* **Given records**

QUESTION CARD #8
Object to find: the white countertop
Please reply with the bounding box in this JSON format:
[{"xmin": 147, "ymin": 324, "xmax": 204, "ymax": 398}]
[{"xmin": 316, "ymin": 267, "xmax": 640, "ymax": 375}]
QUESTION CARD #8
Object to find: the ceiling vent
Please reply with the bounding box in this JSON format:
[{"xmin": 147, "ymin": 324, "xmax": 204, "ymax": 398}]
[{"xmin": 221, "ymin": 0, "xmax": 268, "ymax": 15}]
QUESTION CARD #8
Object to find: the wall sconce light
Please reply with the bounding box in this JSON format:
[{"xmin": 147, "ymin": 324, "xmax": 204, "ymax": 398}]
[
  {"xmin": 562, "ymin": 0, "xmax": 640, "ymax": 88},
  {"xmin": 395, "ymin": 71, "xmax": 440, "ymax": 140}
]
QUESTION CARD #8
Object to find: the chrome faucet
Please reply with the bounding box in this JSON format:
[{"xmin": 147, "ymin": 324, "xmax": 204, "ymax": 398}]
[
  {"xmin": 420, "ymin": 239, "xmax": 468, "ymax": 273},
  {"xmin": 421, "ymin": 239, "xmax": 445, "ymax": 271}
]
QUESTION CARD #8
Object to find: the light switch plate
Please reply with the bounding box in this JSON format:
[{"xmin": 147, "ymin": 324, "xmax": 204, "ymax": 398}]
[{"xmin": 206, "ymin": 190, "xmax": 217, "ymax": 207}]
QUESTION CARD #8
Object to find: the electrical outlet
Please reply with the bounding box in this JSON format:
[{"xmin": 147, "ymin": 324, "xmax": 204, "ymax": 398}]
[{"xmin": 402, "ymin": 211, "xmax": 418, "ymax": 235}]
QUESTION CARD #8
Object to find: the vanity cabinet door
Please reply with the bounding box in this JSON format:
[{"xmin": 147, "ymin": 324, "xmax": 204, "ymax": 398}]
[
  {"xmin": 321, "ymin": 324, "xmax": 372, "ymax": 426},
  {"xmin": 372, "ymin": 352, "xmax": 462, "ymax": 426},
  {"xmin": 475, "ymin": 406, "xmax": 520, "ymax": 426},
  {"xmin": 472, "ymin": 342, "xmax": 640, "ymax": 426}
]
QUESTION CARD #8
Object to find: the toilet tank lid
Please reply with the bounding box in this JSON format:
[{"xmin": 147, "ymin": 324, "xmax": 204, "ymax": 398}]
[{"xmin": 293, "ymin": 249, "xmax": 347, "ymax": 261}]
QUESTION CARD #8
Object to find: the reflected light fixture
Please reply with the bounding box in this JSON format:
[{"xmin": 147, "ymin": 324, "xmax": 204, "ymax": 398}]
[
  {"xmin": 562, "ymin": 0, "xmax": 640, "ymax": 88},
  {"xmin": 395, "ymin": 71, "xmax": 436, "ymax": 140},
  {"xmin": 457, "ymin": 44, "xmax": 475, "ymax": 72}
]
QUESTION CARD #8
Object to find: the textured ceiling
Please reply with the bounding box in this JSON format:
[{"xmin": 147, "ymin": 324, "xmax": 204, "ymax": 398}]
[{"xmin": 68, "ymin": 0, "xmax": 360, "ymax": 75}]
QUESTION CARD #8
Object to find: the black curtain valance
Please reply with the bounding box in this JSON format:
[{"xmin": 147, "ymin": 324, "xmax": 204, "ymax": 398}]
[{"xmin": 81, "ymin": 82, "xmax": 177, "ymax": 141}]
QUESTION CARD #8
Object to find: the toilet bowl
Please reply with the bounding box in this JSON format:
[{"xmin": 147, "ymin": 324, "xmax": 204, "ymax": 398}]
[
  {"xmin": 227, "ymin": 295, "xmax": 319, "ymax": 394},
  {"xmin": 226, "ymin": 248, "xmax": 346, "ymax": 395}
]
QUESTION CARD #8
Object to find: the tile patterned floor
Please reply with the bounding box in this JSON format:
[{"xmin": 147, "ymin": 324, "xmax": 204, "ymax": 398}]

* **Your goal**
Each line that includes the string "toilet" should be copied from the data.

* **Exercise response**
Object to find: the toilet tank lid
Object to find: the toilet bowl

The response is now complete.